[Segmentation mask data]
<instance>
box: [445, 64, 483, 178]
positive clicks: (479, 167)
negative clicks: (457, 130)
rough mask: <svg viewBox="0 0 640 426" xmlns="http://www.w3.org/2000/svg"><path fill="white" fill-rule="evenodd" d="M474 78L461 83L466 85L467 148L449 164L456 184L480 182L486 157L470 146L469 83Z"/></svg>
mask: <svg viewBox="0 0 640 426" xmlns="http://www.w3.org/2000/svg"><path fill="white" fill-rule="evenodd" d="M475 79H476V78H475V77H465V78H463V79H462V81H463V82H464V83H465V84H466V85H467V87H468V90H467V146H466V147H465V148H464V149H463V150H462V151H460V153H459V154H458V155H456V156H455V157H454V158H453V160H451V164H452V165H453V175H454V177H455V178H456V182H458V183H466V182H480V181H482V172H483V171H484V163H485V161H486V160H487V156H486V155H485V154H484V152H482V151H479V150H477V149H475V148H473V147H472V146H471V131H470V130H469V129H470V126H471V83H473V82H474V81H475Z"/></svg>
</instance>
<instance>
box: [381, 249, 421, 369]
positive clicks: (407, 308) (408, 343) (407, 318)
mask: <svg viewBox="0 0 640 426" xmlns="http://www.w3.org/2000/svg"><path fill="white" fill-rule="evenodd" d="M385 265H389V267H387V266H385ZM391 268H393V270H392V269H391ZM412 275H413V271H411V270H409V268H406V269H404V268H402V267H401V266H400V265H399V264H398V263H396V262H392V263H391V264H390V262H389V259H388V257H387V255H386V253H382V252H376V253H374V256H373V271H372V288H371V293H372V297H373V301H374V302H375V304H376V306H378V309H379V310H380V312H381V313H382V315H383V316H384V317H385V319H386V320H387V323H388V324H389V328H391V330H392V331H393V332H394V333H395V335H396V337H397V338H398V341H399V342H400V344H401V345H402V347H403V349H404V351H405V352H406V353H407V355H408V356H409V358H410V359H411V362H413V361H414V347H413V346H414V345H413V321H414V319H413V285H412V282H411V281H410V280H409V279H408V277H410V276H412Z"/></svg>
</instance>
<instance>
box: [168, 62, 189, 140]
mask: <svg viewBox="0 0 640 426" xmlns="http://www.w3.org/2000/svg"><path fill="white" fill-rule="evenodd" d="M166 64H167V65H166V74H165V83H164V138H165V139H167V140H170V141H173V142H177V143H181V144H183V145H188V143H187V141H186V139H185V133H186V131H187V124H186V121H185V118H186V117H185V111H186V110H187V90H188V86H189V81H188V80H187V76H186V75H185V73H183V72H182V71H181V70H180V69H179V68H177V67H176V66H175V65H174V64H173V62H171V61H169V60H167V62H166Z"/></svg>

REQUIREMENT: Exactly as they stand above, retype all of the records.

SOLUTION FOR THIS EXERCISE:
<instance>
box: [445, 64, 483, 178]
positive clicks: (479, 167)
negative clicks: (457, 130)
rough mask: <svg viewBox="0 0 640 426" xmlns="http://www.w3.org/2000/svg"><path fill="white" fill-rule="evenodd" d="M474 78L461 83L466 85L467 148L449 164L456 184L480 182L486 157L470 146L469 83Z"/></svg>
mask: <svg viewBox="0 0 640 426" xmlns="http://www.w3.org/2000/svg"><path fill="white" fill-rule="evenodd" d="M475 79H476V78H475V77H465V78H463V79H462V81H463V82H464V83H465V84H466V85H467V87H468V90H467V146H466V147H465V148H464V149H463V150H462V151H460V153H459V154H458V155H456V156H455V157H454V158H453V160H451V164H452V165H453V175H454V177H455V178H456V182H458V183H466V182H480V181H482V172H483V171H484V163H485V161H486V160H487V156H486V155H485V154H484V152H482V151H479V150H477V149H475V148H473V147H472V146H471V131H470V130H469V129H470V126H471V83H473V82H474V81H475Z"/></svg>
</instance>
<instance>
box: [381, 249, 421, 369]
positive clicks: (407, 308) (408, 343) (407, 318)
mask: <svg viewBox="0 0 640 426" xmlns="http://www.w3.org/2000/svg"><path fill="white" fill-rule="evenodd" d="M385 265H389V267H387V266H385ZM391 268H393V270H392V269H391ZM412 275H413V271H411V270H409V268H406V269H404V268H402V267H401V266H400V265H399V264H398V263H396V262H392V263H391V264H390V262H389V259H388V257H387V255H386V253H382V252H376V253H374V256H373V271H372V288H371V293H372V297H373V301H374V302H375V304H376V306H378V309H379V310H380V312H381V313H382V315H383V316H384V317H385V319H386V320H387V323H388V324H389V328H391V330H392V331H393V332H394V333H395V335H396V337H397V338H398V341H399V342H400V344H401V345H402V347H403V349H404V351H405V352H406V353H407V355H408V356H409V358H410V359H411V362H413V361H414V347H413V346H414V345H413V321H414V319H413V285H412V282H411V281H410V280H409V279H408V277H410V276H412Z"/></svg>
</instance>
<instance>
box: [168, 62, 189, 140]
mask: <svg viewBox="0 0 640 426" xmlns="http://www.w3.org/2000/svg"><path fill="white" fill-rule="evenodd" d="M166 64H167V65H166V74H165V83H164V138H165V139H167V140H170V141H173V142H177V143H181V144H183V145H188V143H187V141H186V139H185V133H186V131H187V124H186V121H185V118H186V117H185V111H186V110H187V90H188V86H189V81H188V80H187V76H186V75H185V73H183V72H182V71H181V70H180V69H179V68H177V67H176V66H175V65H174V64H173V62H171V61H169V60H167V62H166Z"/></svg>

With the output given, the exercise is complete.